§ Text passage
☆ ☆ ☆ ☆ ☆ ☆ ☆

# Jumping Into the... Shallow... End (Chappy's Log)



## ChappyEight (May 9, 2018)

Taking a quick break from my YouTube education on lawn care to make this post.

@g-man made the (great) suggestion that I list my goals and what I'm hoping to accomplish so I can get more tailored feedback. So, this post will serve the dual purpose of providing exactly that, in addition to becoming a running log of my lawn for the year. You can find my original post here.

*QUICK STATS:*

*Lot size:* 10,800 SF
*Actual grass:* 7,120 SF
*Front yard & sides:* 3,350 SF
*Back yard:* 3,770 SF

*GOALS:*

Learn the "why" in addition to the "how" of creating a great lawn.
Eventually have a lawn that is thick, healthy, and enjoyable to work on.
While I'd love to go full turf engineer, with two young kids, a full time job, and having to take some professional licensing exams, that may or may not be possible. So, I don't expect Wrigley Field level turf when there is simply no way I can put that much time into it. However, I don't want to skimp out and do the bare minimum either. In other words, I'm probably not going to be doing a reno any time soon, rather I'm hoping to improve it over time.
To my shame, a small inkling of me wants to make my new neighbors jealous. They both take decent care of their yards, from what I can tell so far; looks as though one neighbor pays TruGreen to come out every so often and the neighbor on the other side simply keeps it mowed tidy (don't think they fertilize because there are some definite weeds embedded in there).

☆ ☆ ☆ ☆ ☆ ☆ ☆

§ Information shown
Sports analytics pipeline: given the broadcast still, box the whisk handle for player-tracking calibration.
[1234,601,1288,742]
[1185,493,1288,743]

☆ ☆ ☆ ☆ ☆ ☆ ☆

§ What you should do
Copy out everything in the lawn-care post from "Taking a quick" down to "a great lawn.", word for word. The listing above is material separate from the lawn-care post.

§ Solution for this problem
Taking a quick break from my YouTube education on lawn care to make this post.

@g-man made the (great) suggestion that I list my goals and what I'm hoping to accomplish so I can get more tailored feedback. So, this post will serve the dual purpose of providing exactly that, in addition to becoming a running log of my lawn for the year. You can find my original post here.

*QUICK STATS:*

*Lot size:* 10,800 SF
*Actual grass:* 7,120 SF
*Front yard & sides:* 3,350 SF
*Back yard:* 3,770 SF

*GOALS:*

Learn the "why" in addition to the "how" of creating a great lawn.